** BEGIN PROVIDED ENTRIES **

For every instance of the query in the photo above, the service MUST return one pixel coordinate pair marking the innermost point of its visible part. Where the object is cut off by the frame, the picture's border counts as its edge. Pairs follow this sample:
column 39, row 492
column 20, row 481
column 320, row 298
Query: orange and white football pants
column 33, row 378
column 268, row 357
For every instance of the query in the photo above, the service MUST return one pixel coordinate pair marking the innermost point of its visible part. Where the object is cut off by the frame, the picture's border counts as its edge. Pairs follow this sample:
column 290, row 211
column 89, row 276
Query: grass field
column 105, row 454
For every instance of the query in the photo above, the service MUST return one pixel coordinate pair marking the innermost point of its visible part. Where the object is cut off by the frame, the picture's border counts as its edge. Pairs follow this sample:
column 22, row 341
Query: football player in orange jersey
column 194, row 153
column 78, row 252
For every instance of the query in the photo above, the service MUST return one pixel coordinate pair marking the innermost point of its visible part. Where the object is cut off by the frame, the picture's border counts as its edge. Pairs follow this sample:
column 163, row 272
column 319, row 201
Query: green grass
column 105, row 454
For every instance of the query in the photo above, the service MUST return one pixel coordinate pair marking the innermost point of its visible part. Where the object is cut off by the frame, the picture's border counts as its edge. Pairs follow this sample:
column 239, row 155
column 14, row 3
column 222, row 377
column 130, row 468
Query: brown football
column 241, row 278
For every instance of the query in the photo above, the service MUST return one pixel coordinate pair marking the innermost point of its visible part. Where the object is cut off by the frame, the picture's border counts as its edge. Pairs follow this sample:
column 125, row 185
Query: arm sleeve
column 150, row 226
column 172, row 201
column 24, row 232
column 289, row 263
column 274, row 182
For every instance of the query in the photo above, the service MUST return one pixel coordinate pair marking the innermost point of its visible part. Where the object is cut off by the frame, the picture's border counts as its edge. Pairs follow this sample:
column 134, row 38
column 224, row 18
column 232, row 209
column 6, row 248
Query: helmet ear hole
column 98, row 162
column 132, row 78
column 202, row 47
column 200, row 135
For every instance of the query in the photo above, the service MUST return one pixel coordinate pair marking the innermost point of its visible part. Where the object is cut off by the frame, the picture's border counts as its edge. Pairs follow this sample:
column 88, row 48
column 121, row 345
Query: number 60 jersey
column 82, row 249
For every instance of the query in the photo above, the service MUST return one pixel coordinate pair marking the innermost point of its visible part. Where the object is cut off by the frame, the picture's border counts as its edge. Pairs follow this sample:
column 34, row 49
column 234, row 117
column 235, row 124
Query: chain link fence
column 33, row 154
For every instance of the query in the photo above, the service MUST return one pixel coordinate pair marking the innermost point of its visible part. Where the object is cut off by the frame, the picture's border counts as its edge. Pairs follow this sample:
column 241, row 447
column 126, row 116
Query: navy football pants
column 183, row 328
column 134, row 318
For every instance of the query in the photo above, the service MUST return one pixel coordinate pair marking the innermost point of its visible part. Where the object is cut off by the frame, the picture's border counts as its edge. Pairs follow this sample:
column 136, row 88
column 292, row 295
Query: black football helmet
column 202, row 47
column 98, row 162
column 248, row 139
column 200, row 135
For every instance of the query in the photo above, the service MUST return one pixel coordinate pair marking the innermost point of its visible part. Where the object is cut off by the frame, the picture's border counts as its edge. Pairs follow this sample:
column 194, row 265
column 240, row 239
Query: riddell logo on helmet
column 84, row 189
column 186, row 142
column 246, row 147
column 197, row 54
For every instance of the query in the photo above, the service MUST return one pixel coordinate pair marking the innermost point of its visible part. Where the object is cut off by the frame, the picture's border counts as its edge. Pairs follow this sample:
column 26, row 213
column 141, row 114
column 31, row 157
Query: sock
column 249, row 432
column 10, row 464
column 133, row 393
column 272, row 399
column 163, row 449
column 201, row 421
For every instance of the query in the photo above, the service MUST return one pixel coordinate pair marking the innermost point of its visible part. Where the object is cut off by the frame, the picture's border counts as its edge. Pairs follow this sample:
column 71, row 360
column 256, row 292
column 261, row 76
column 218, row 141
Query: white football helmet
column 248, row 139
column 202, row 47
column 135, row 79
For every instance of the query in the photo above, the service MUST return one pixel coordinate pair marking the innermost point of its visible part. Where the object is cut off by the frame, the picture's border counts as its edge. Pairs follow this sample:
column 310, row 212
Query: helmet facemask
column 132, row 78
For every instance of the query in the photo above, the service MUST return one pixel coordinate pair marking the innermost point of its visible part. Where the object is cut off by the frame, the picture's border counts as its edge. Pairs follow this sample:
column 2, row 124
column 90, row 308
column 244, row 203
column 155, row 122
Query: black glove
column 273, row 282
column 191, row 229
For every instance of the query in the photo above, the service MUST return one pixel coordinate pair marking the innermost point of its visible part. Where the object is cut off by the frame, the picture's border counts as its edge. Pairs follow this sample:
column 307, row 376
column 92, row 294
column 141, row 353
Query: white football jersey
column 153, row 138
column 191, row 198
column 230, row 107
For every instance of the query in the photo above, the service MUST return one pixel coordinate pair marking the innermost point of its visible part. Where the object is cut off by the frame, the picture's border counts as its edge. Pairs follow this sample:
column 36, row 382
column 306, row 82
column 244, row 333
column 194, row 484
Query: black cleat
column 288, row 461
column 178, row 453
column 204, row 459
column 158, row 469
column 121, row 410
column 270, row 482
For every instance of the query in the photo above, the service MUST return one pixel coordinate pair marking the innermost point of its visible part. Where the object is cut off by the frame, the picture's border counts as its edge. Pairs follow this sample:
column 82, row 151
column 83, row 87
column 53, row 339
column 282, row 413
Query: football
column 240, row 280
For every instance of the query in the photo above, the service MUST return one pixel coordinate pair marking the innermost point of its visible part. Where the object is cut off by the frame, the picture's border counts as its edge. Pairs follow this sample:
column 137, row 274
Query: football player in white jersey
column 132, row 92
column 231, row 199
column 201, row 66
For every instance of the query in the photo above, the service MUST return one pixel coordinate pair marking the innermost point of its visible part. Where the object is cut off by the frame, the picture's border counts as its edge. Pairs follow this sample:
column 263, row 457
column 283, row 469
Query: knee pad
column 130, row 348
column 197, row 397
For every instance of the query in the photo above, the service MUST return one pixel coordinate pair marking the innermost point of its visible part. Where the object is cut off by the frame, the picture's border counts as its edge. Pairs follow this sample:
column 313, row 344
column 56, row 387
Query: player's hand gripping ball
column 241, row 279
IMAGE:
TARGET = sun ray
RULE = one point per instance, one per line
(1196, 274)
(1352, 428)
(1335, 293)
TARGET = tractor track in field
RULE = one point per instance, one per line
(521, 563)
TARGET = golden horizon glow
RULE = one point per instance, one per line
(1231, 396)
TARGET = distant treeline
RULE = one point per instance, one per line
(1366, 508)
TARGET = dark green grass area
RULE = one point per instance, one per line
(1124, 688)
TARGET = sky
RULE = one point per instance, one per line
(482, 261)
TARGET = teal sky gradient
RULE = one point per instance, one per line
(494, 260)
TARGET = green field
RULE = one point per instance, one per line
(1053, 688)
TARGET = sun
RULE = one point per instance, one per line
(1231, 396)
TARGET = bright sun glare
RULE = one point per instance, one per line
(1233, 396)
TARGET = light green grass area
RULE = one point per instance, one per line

** END PROVIDED ENTRIES **

DIRECTION ▸ Rescale the entries from the line that has "TARGET = dark green grass area" through the line that has "(1053, 688)", reproducing every line. Multiply each coordinate in the answer points by 2.35 and round to the nearest whole number, halves up.

TASK RESULT ▸
TARGET = dark green grass area
RULE = one point per instance, one per line
(2641, 1617)
TARGET = sky
RULE = one point per instance, one per line
(1133, 613)
TARGET = teal sky gradient
RULE = one point per instance, one per line
(1161, 611)
TARGET = green field
RULE = one point per instance, one per line
(2475, 1617)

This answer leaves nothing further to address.